RICHMOND, BC, July 18, 2012 /CNW/ - Great Canadian Gaming Corporation [TSX: GC] ("Great Canadian" or "the Company") announced today that it had received, as of 5:00 p.m., New York City time, on July 18, 2012 (the "Consent Payment Deadline"), tenders and consents from the holders of 86.30%, or US$146,703,000 of its 7.250% Senior Subordinated Notes due 2015 (CUSIP Nos. 389914AD4/ C4112PAA6) (the "Subordinated Notes") in connection with its previously announced tender offer (the "Tender Offer") to purchase the Subordinated Notes and related consent solicitation (the "Consent Solicitation") to effect certain proposed amendments to the indenture governing the Subordinated Notes (the "Indenture"), which commenced on July 5, 2012. The Tender Offer and Consent Solicitation are described in the Offer to Purchase and Consent Solicitation Statement dated July 5, 2012 (the "Offer to Purchase"), and a related Letter of Transmittal and Consent (the "Letter of Transmittal"). The acceptance date for Subordinated Notes tendered on or prior to the Consent Payment Deadline and not validly withdrawn is expected to be July 24, 2012 (the "Initial Acceptance Date"), which is 4 business days following the Consent Payment Deadline.
As consents from holders representing a majority of the principal amount of the outstanding Subordinated Notes have been received, Great Canadian intends to enter into on the Initial Acceptance Date a supplemental indenture ("Supplemental Indenture") to the Indenture that, among other things, upon Great Canadian's purchase of the tendered Subordinated Notes, will eliminate substantially all of the restrictive covenants and certain events of default in the Indenture.
Great Canadian's obligation to accept for purchase and to pay for the Subordinated Notes in the Tender Offer is subject to satisfaction of the closing conditions set out in the Offer to Purchase including, among other things, the satisfaction of the financing condition set forth therein.
Holders of Subordinated Notes who have not already tendered their Subordinated Notes may continue to do so at any time on or prior to the expiration of the Tender Offer at 12:01 a.m., New York City time, on August 2, 2012 (the "Expiration Date"). Holders of Subordinated Notes who have tendered and not validly withdrawn their Subordinated Notes prior to the Consent Payment Deadline are entitled to receive US$1,020.63, which includes a consent payment (the "Consent Payment") of US$30.00, for each US$1,000 principal amount of Subordinated Notes accepted for purchase. Holders of Subordinated Notes tendered after the Consent Payment Deadline but on or prior to the Expiration Date are entitled to receive US$990.63 for each US$1,000 principal amount of Subordinated Notes accepted for purchase and will not receive the Consent Payment. Subordinated Notes tendered pursuant to the Tender Offer may no longer be withdrawn. Holders of Subordinated Notes accepted for purchase in the Tender Offer will receive accrued and unpaid interest in respect of such Subordinated Notes from the last interest payment date to, but not including, the applicable settlement date.

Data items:
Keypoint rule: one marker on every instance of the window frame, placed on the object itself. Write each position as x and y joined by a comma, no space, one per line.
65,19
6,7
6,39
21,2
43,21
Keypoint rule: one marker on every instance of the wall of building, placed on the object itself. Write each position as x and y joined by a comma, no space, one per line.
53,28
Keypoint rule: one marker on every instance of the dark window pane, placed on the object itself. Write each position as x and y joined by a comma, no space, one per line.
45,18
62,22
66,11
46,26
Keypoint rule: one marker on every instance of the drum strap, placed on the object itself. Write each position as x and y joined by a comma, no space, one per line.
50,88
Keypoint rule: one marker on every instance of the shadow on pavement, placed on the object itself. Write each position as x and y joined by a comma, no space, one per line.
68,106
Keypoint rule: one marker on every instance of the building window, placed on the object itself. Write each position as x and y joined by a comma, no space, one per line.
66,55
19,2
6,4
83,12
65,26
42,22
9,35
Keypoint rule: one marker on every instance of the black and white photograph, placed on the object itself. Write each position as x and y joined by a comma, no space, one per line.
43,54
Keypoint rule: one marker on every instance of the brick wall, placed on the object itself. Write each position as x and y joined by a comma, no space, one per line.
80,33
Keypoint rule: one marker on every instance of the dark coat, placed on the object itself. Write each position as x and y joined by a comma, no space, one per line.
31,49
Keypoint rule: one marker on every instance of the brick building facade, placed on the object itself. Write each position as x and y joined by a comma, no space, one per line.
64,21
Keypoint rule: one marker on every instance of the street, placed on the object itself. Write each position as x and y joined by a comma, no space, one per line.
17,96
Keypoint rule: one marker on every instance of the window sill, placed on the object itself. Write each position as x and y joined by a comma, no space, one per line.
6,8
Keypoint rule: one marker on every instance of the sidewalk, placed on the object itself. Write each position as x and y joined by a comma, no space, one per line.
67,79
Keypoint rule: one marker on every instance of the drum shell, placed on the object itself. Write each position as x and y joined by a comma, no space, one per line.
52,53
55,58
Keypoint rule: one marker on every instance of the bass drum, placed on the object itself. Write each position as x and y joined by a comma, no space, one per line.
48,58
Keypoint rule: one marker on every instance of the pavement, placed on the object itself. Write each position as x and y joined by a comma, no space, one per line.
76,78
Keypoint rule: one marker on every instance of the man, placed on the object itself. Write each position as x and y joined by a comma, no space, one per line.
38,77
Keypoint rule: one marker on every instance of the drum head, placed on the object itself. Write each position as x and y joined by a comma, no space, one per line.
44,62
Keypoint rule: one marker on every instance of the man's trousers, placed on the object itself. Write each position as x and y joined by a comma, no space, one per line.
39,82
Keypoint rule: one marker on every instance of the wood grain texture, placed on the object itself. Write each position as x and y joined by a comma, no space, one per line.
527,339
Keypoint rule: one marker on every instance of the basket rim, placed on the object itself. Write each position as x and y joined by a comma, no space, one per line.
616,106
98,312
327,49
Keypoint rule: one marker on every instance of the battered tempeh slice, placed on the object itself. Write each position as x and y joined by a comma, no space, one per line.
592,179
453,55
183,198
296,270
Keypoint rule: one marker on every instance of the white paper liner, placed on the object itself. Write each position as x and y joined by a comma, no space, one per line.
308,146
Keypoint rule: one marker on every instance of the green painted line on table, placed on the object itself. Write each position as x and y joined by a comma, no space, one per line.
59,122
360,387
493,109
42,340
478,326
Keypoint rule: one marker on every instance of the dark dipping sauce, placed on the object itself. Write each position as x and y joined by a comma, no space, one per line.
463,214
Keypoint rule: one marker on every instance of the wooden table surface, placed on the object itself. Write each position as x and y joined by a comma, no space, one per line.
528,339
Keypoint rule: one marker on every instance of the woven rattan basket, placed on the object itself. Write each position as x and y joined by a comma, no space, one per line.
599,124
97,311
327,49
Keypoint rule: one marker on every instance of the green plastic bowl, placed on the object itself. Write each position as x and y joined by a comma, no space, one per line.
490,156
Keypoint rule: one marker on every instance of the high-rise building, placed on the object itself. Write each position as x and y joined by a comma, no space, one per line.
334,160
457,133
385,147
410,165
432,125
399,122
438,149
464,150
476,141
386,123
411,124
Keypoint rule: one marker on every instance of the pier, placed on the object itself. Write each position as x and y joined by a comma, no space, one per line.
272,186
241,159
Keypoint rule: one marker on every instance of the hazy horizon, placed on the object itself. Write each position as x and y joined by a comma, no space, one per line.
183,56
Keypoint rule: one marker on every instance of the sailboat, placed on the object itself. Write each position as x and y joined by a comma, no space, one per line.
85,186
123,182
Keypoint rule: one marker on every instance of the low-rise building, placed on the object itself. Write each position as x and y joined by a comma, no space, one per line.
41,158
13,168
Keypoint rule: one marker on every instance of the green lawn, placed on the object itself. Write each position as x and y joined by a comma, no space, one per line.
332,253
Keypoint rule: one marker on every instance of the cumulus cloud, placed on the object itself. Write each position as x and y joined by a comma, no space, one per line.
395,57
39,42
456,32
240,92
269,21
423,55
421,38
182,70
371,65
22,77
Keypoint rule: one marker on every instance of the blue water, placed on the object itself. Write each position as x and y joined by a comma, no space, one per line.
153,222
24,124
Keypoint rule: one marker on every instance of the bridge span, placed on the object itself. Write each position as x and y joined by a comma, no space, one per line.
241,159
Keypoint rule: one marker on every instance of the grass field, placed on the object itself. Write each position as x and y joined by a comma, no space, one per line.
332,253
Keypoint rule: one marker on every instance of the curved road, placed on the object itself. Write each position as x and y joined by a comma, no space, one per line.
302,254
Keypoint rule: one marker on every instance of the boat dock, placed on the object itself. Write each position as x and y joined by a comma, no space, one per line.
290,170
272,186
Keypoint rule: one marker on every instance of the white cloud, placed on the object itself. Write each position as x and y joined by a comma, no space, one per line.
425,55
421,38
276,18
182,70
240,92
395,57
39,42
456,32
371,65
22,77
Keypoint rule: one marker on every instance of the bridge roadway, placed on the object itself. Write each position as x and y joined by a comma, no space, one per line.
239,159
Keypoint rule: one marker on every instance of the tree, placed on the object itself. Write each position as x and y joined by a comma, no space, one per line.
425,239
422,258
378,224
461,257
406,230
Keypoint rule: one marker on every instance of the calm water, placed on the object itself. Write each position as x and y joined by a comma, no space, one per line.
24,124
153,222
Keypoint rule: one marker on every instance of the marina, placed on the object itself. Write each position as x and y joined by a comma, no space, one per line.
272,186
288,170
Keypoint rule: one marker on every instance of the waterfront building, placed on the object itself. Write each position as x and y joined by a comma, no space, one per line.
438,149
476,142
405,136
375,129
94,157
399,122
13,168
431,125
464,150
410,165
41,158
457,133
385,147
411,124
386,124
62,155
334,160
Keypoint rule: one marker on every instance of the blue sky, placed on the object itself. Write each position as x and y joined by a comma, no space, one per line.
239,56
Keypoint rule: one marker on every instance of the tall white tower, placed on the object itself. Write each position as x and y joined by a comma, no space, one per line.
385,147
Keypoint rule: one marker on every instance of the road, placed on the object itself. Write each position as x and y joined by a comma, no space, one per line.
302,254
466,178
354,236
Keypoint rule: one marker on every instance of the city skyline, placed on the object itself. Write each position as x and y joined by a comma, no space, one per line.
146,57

→ Activities:
A. In the announcement, on what date is the Initial Acceptance Date expected to fall?
B. Reproduce the announcement starting with "Great Canadian's obligation" and going on through "set forth therein.", renaming "financing condition" as "funding condition".

→ Answers given:
A. July 24, 2012

B.
Great Canadian's obligation to accept for purchase and to pay for the Subordinated Notes in the Tender Offer is subject to satisfaction of the closing conditions set out in the Offer to Purchase including, among other things, the satisfaction of the funding condition set forth therein.